[Start of section]

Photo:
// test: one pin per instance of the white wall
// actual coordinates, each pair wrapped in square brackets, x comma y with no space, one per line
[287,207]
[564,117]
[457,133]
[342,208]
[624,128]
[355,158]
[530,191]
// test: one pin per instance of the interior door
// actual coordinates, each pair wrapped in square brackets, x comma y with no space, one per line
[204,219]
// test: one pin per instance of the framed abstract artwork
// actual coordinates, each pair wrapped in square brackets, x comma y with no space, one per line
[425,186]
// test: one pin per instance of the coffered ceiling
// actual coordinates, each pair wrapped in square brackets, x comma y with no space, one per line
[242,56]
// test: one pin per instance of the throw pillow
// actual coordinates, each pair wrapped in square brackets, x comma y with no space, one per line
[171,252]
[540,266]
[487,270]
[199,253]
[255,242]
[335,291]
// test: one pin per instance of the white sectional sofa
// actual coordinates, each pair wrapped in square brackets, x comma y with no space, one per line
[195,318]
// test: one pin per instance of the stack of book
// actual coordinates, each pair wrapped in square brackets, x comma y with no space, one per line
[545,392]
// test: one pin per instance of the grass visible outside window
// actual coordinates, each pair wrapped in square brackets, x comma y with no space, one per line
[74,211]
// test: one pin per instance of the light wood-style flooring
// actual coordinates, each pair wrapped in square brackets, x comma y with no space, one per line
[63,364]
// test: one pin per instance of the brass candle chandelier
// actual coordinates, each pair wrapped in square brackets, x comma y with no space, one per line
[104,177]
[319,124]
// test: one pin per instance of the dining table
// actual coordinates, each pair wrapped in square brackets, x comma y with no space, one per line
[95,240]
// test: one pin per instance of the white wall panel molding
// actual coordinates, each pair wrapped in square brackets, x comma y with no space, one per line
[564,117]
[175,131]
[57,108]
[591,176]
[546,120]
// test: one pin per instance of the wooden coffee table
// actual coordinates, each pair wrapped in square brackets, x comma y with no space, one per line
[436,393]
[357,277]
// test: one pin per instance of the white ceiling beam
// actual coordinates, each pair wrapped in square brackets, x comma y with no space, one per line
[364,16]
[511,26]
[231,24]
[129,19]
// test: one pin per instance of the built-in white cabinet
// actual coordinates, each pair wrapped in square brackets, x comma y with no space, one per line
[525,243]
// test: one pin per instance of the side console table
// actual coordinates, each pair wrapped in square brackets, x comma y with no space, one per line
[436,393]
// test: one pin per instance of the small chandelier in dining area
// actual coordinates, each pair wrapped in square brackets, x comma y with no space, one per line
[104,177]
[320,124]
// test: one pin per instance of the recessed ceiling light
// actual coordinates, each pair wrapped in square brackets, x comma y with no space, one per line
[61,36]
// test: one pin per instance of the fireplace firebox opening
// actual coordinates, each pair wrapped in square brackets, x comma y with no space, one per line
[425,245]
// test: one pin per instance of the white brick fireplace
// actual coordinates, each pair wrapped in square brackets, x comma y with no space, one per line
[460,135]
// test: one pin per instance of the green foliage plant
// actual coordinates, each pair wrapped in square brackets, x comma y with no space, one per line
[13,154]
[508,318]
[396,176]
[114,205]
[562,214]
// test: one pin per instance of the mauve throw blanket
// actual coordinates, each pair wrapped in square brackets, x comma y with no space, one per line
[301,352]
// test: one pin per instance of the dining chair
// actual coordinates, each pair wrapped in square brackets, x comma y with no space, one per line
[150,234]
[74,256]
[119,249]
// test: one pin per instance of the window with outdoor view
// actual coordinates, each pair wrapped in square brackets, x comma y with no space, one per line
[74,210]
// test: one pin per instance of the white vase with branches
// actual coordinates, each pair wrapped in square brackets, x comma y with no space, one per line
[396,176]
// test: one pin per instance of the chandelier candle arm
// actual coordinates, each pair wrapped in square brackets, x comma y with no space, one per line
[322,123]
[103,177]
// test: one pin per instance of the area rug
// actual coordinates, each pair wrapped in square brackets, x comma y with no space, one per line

[End of section]

From the records above, retype only the lines starting at the line that contains "the interior door" and ending at the line that contains "the throw pillow", both included.

(Exercise answer)
// test: one pin per instance of the interior door
// actual coordinates, each pair wrapped in square brackets, x comma y with no space, one per line
[204,219]
// test: one pin per instance of the framed abstract artwork
// actual coordinates, each pair wrapped in square brackets, x comma y with no space, one per line
[425,186]
// test: one pin per instance of the coffered ceiling
// actual coordinates, each pair wrapped in square brackets, x comma y with no space, one per line
[242,56]
// test: one pin per instance of the throw pillow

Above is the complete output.